*YOUR OBJECTIVE:* Write out each line beneath this one exactly as it reads.
##########
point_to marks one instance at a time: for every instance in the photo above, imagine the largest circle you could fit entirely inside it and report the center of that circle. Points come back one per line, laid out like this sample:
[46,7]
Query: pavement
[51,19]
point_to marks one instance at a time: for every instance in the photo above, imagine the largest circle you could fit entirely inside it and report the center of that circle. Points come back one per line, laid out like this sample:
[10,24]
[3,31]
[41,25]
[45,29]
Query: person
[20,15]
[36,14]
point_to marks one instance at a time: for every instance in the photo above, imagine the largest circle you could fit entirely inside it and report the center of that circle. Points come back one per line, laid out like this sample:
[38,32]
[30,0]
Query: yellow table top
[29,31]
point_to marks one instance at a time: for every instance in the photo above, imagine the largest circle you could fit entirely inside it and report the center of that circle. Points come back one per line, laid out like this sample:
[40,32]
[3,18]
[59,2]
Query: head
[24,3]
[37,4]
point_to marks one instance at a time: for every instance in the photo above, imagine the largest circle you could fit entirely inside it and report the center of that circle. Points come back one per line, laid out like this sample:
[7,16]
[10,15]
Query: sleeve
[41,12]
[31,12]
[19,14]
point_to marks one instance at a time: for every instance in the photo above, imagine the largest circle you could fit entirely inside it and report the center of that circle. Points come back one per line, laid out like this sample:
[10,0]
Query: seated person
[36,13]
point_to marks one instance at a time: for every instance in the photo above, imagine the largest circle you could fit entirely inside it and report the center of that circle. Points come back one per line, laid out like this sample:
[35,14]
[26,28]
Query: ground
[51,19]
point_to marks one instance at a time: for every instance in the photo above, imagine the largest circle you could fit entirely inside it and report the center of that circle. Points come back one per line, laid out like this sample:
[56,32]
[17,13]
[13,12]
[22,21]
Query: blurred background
##########
*ANSWER TO THIS TASK:*
point_to marks one instance at a time: for every instance in the photo above, imagine the largest circle you could fit entirely inside it and report the center of that circle. Points come back one per line, laid out like this sample:
[46,7]
Query: pavement
[51,19]
point_to marks one instance at a time: for every instance in the photo above, imagine the largest circle you could fit entirely inside it and report the center of that circle. Points come back one per line, laid out like this sample:
[10,24]
[3,31]
[41,25]
[45,29]
Query: person
[20,15]
[36,14]
point_to marks one instance at a time: for every instance in the photo above, imagine the largest circle you could fit entirely inside it and report the center of that circle. Points come back one per line, laid out like this sample:
[38,32]
[30,0]
Query: yellow table top
[29,31]
point_to marks one instance at a time: for every instance in the photo above, imagine the largest circle you could fit entirely inside it and report the center of that circle. Points come back one per line, laid out like this sample:
[40,32]
[3,18]
[59,2]
Query: head
[24,3]
[37,4]
point_to marks one instance at a time: for every instance in the photo above, imagine the largest circle you could fit entirely inside it and report the center of that circle. Points come back one per line, laid out like this sample:
[7,16]
[10,15]
Query: sleeve
[41,12]
[31,12]
[19,14]
point_to marks one instance at a time: for every instance in the photo above, imagine the largest circle you could fit entirely inside it and report the center of that circle. Points come back one per line, laid out like this sample:
[10,0]
Query: seated person
[36,13]
point_to marks one instance at a time: for every instance in the photo above, imagine the largest circle you could fit entirely inside it and report the center of that circle. Points come back one per line, laid out like this sample:
[35,14]
[26,28]
Query: ground
[51,19]
point_to marks one instance at a time: for every instance in the photo above, imagine the largest circle you could fit entirely inside it and report the center of that circle. Points come back one per line, laid out like this sample:
[56,32]
[17,13]
[13,12]
[22,21]
Query: blurred background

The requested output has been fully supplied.